### [输入数据]
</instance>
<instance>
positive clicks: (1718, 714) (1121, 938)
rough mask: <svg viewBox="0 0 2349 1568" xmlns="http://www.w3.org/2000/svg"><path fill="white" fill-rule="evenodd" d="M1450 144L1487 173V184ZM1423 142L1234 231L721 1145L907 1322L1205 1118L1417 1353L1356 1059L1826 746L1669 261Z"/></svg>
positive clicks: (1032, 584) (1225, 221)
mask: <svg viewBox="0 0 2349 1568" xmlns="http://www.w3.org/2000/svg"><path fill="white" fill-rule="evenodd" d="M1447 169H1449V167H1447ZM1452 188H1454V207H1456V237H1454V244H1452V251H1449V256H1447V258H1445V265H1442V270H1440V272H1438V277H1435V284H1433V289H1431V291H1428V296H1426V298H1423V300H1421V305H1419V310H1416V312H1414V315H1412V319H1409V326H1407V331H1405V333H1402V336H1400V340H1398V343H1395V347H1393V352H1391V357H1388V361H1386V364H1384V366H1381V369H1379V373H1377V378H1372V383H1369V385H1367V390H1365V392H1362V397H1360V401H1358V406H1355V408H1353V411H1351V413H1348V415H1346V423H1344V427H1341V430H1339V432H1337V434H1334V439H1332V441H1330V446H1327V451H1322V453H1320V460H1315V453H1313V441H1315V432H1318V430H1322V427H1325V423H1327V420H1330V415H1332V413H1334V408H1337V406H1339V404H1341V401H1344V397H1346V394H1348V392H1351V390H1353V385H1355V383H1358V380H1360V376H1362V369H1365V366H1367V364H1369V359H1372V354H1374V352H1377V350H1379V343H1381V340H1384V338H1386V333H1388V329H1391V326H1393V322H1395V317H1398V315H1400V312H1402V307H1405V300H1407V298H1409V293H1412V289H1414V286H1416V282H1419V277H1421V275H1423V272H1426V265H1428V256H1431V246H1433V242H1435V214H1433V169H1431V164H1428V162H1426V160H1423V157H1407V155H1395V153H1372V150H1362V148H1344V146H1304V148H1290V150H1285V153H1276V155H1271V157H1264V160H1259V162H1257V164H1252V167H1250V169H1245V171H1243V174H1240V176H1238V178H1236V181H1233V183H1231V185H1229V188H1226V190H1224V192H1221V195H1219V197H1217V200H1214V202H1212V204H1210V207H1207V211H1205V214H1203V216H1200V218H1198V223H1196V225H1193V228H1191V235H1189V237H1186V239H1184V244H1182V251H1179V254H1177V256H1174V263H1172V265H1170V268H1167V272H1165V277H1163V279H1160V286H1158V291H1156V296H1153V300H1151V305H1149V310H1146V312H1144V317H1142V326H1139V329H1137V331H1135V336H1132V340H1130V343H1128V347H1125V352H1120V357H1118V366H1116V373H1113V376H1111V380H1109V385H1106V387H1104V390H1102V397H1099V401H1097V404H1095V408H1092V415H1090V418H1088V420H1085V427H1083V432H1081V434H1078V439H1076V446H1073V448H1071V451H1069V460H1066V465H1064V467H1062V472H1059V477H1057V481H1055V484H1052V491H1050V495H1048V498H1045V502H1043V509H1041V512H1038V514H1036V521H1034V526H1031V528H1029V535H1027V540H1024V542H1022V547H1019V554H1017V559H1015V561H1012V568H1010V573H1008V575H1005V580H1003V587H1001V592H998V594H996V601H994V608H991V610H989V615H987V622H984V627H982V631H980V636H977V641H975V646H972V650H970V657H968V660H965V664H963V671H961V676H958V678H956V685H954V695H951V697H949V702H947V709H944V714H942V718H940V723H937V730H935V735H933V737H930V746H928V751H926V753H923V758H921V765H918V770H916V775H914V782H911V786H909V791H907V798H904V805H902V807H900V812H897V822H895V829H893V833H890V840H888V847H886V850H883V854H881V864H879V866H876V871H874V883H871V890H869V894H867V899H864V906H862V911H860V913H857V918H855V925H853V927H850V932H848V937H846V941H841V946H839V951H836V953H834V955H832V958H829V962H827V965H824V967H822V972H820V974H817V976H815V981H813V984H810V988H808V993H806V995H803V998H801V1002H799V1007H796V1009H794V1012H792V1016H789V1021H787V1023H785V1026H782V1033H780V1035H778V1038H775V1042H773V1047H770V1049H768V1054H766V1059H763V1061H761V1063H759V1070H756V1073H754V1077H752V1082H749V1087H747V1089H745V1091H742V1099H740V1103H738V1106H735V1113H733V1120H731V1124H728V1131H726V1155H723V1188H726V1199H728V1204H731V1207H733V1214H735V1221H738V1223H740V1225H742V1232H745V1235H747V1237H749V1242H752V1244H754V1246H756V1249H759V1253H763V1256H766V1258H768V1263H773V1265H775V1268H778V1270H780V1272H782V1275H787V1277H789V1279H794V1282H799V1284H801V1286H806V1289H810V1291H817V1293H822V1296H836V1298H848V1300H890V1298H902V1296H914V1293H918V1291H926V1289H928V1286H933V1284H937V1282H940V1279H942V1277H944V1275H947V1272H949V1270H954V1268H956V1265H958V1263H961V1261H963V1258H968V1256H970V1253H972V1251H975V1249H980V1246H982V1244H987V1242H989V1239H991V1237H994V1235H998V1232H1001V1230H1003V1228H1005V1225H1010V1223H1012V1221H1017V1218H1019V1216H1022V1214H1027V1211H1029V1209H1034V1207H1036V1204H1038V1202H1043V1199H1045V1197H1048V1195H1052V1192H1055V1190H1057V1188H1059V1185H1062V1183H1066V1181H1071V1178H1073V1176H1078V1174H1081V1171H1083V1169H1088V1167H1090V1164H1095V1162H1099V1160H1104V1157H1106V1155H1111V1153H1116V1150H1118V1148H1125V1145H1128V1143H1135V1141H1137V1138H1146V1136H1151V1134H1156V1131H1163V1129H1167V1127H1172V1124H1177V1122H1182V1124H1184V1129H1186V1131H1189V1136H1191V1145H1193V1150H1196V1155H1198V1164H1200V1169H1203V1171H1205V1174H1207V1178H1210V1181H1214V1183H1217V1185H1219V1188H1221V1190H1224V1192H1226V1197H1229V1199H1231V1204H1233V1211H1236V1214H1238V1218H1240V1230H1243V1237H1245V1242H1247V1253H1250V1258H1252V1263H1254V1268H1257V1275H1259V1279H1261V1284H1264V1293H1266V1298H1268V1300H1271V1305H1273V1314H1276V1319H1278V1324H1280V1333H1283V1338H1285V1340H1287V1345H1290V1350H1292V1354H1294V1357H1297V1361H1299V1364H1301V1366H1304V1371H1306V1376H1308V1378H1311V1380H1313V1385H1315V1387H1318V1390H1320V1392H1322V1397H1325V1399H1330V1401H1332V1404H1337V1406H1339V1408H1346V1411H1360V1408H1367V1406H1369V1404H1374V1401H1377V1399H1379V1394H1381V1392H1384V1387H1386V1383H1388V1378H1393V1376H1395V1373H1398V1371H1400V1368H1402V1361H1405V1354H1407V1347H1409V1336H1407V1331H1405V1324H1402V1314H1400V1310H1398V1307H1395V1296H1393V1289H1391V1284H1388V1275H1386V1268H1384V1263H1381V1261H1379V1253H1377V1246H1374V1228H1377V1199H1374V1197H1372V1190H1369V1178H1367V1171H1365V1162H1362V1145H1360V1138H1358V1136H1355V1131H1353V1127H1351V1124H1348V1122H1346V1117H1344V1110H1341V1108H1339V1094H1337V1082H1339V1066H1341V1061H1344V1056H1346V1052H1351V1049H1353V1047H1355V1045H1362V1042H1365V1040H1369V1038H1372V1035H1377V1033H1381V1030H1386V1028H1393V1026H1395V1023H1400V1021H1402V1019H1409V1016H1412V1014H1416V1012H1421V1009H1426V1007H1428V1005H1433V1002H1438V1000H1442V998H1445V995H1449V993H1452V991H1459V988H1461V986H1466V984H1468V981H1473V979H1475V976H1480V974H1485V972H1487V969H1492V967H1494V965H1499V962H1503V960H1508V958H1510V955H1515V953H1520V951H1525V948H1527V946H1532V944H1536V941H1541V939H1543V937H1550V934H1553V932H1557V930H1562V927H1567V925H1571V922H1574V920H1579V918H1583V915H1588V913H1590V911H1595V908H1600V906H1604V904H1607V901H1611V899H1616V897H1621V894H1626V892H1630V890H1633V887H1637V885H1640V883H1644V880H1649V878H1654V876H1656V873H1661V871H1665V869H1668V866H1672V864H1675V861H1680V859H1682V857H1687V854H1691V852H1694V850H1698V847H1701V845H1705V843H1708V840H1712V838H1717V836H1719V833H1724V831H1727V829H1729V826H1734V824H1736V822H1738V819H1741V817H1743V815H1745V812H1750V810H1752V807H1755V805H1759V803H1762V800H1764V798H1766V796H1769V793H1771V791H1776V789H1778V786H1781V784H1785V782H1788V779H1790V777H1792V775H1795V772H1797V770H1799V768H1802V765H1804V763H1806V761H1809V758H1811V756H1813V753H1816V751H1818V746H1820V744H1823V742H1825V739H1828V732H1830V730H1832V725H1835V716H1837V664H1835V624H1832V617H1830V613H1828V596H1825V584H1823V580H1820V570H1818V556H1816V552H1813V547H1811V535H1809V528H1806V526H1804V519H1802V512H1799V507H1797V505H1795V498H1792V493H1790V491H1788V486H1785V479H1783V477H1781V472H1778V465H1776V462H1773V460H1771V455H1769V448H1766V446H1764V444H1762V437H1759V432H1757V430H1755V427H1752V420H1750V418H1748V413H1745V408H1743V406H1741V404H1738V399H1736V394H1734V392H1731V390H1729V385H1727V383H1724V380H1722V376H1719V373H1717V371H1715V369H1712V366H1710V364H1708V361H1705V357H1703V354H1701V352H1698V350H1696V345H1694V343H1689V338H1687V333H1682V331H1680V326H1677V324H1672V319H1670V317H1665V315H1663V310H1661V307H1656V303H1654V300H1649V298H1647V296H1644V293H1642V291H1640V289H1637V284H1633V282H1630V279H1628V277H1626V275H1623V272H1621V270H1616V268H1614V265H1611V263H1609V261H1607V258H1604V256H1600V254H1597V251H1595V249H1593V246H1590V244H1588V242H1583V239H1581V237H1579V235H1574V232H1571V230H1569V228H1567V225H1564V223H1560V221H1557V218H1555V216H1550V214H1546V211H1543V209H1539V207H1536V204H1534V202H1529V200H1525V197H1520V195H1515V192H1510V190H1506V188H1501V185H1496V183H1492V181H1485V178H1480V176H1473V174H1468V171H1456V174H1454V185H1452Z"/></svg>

### [任务说明]
请从上面数据的第一行开始，原样重复到包含“positive clicks: (1032, 584) (1225, 221)”的那一行为止，这一行也包括在内。

### [书面回答]
</instance>
<instance>
positive clicks: (1718, 714) (1121, 938)
rough mask: <svg viewBox="0 0 2349 1568" xmlns="http://www.w3.org/2000/svg"><path fill="white" fill-rule="evenodd" d="M1450 144L1487 173V184ZM1423 142L1234 231L721 1145L907 1322L1205 1118L1417 1353L1356 1059L1826 746L1669 261Z"/></svg>
positive clicks: (1032, 584) (1225, 221)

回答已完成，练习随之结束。